> Exercise objective
Among the records that follow, set down only the lines from the one containing "Can you see the window" to the one containing "Can you see the group", both included, exactly.

....................

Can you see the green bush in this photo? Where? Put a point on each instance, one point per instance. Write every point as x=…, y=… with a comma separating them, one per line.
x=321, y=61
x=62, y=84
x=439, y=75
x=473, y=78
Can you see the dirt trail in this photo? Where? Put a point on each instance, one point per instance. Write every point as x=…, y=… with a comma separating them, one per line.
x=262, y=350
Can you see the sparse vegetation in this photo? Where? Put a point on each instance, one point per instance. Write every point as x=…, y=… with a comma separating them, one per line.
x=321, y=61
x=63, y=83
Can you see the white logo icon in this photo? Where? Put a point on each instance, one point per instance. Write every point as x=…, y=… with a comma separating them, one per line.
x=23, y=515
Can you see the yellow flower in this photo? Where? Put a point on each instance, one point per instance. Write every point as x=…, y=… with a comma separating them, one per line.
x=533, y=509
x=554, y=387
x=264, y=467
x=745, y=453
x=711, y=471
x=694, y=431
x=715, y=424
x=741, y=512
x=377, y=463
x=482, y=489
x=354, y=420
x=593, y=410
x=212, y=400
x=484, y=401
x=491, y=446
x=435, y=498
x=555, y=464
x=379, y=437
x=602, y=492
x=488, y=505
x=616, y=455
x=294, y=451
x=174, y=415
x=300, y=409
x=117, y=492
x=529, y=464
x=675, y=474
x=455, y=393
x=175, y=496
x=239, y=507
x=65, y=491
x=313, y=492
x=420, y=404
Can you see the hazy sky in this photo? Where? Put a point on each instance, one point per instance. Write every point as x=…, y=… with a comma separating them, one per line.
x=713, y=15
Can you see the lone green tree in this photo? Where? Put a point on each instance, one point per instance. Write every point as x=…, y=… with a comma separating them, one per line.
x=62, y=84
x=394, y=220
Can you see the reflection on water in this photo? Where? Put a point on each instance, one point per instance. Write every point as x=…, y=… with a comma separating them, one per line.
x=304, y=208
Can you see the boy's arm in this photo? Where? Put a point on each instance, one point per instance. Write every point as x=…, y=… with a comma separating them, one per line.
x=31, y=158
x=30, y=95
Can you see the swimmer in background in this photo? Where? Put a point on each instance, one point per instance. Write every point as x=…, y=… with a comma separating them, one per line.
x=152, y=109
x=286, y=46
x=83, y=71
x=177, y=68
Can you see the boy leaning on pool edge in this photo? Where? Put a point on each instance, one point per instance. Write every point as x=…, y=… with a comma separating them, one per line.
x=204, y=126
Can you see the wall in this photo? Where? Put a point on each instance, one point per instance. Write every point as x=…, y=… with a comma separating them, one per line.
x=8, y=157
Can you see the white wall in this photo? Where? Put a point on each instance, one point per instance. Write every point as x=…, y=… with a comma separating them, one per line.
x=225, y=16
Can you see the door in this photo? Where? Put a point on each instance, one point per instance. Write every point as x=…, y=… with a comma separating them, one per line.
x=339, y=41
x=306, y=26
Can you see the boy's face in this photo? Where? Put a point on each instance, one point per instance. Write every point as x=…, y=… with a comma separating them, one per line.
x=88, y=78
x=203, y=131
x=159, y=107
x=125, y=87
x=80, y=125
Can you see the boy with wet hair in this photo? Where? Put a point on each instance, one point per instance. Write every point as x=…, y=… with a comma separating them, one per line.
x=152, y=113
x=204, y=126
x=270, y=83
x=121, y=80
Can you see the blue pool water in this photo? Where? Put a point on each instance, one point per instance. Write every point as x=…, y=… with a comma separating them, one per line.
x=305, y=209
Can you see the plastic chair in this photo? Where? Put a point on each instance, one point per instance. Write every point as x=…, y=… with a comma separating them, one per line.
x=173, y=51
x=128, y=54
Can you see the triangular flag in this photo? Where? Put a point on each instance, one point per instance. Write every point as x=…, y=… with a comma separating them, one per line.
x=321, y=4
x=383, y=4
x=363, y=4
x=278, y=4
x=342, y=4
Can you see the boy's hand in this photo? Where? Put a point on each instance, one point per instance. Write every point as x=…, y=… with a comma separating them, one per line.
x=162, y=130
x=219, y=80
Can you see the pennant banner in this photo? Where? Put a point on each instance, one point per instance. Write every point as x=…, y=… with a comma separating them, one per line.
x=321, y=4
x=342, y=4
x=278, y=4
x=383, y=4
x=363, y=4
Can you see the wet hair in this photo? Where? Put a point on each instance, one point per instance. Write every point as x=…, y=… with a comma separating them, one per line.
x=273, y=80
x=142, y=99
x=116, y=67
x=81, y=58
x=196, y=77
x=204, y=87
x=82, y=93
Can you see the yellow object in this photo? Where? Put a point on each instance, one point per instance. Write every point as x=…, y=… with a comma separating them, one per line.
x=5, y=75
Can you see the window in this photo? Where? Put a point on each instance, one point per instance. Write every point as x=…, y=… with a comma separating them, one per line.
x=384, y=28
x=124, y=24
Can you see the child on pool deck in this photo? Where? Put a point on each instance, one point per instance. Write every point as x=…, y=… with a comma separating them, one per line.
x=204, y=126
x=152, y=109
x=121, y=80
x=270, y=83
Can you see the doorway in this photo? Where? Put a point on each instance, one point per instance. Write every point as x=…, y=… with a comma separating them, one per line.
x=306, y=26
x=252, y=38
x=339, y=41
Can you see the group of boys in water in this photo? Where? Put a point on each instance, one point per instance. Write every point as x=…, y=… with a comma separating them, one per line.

....................

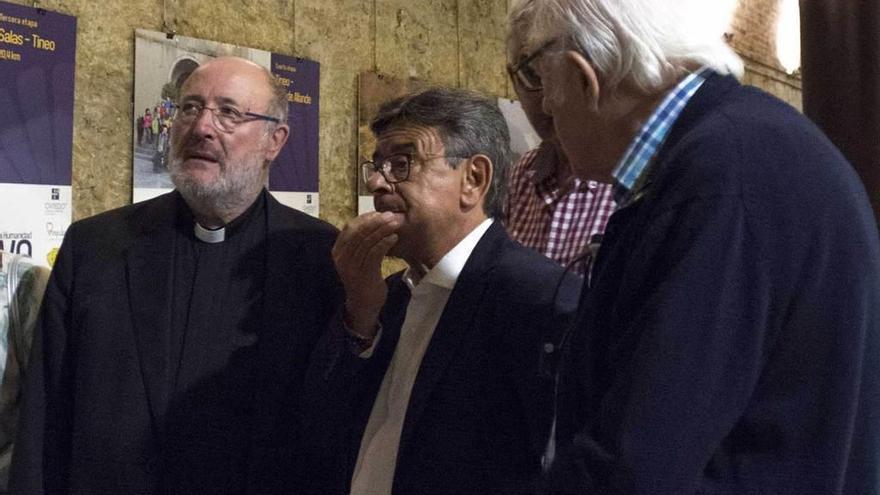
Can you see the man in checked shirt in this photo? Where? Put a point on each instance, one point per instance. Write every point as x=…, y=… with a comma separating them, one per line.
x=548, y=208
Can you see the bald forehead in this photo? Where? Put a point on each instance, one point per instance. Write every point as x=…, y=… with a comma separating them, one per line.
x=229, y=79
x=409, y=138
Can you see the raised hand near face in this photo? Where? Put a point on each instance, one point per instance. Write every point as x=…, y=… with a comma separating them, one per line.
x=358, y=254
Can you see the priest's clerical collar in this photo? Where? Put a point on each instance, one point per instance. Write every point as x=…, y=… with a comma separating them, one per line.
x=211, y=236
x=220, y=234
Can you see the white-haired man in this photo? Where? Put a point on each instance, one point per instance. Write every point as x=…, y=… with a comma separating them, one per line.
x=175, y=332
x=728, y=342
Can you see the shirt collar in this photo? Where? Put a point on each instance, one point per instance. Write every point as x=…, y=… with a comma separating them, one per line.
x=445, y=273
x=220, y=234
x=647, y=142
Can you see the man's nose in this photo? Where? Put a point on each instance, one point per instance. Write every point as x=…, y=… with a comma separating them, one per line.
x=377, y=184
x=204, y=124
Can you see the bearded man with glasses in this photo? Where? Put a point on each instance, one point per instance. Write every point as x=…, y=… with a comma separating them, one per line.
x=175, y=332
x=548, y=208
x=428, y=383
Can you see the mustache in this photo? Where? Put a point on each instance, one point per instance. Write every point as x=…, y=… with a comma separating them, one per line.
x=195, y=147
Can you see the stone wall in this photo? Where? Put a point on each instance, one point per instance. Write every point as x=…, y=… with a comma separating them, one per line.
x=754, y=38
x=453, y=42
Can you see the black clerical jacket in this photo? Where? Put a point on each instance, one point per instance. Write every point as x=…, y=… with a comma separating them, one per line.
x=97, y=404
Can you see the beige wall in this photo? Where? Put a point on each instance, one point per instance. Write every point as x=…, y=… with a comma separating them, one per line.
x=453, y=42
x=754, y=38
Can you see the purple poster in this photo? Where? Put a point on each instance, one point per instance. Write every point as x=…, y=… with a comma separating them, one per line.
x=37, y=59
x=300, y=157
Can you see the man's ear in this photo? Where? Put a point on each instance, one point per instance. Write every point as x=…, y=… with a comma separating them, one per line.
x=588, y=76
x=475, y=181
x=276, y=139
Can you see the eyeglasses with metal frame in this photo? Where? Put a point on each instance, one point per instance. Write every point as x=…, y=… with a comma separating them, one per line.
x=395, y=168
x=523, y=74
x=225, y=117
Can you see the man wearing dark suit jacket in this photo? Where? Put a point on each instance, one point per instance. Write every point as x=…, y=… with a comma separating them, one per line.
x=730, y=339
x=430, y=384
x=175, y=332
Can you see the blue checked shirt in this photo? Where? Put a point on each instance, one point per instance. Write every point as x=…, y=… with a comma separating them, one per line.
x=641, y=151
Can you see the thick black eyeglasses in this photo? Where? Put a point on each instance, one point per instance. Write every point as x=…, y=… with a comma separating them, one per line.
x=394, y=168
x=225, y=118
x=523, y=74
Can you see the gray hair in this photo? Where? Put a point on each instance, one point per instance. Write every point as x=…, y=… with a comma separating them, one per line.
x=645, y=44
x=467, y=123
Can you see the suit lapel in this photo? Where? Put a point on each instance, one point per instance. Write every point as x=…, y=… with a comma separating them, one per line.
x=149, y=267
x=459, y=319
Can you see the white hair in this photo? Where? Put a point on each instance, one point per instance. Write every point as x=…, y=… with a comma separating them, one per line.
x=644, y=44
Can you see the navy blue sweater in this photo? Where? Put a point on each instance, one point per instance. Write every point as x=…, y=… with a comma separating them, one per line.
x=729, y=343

....................

> The answer
Can you see the window in this photo? Where? Put a point on each instance, one point per instance. Write every point as x=…, y=… with a comma separating them, one per line.
x=384, y=28
x=124, y=24
Can you see the child on pool deck in this photo? Where? Put a point on each instance, one point per instance. Write every point as x=…, y=… with a comma separating them, one per line.
x=204, y=126
x=152, y=109
x=121, y=80
x=270, y=83
Can you see the doorway in this photo? Where? Put a point on each instance, one point per instance. Write every point as x=…, y=… with a comma separating them, one per line.
x=306, y=26
x=252, y=38
x=339, y=41
Can you see the group of boys in water in this photo? Where? Put a point on each instance, one point per instance. Write every point as x=…, y=… with a comma separating them, one per line.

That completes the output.